> SOURCE INFORMATION
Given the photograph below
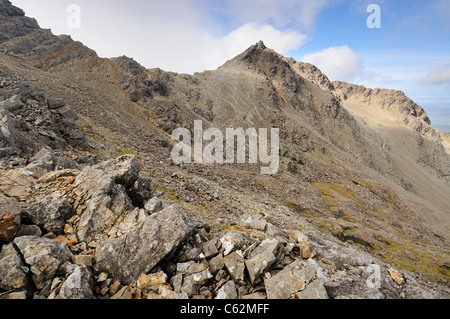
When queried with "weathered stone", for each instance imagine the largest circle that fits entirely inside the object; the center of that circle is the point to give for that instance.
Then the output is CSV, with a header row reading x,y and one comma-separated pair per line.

==

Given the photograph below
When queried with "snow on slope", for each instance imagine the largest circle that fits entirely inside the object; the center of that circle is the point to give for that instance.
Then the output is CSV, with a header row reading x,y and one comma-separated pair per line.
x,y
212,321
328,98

---

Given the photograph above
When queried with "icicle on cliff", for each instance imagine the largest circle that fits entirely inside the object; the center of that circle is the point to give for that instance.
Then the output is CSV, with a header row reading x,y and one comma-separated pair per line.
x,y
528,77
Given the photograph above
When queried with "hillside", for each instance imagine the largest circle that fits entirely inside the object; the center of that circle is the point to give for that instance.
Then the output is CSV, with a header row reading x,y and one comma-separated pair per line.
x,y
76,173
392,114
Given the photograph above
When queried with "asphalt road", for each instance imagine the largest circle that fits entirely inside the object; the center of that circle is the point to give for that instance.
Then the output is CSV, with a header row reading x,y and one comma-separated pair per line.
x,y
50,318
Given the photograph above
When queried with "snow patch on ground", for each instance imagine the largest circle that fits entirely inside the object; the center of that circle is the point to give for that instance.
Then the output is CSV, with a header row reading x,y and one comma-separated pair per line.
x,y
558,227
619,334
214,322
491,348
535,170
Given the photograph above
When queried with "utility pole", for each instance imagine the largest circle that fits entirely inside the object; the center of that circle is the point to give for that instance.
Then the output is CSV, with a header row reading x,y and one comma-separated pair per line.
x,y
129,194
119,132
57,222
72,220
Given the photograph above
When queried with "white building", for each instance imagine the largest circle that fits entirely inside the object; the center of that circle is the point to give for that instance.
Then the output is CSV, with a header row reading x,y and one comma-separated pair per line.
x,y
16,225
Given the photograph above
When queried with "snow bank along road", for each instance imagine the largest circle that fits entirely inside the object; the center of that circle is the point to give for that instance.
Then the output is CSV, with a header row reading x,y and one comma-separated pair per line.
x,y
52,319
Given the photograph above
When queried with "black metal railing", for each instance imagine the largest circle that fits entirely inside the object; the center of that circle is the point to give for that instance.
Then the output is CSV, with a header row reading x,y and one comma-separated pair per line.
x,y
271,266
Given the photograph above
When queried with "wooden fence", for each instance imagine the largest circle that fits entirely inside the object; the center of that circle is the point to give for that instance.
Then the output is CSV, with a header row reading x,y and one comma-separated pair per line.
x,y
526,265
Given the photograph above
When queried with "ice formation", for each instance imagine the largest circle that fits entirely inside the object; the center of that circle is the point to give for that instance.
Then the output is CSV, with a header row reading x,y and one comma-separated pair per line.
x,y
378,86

> DIRECTIONS FOR THIS TASK
Only the number is needed: state how many lines in the listing contain "each".

> REPLY
12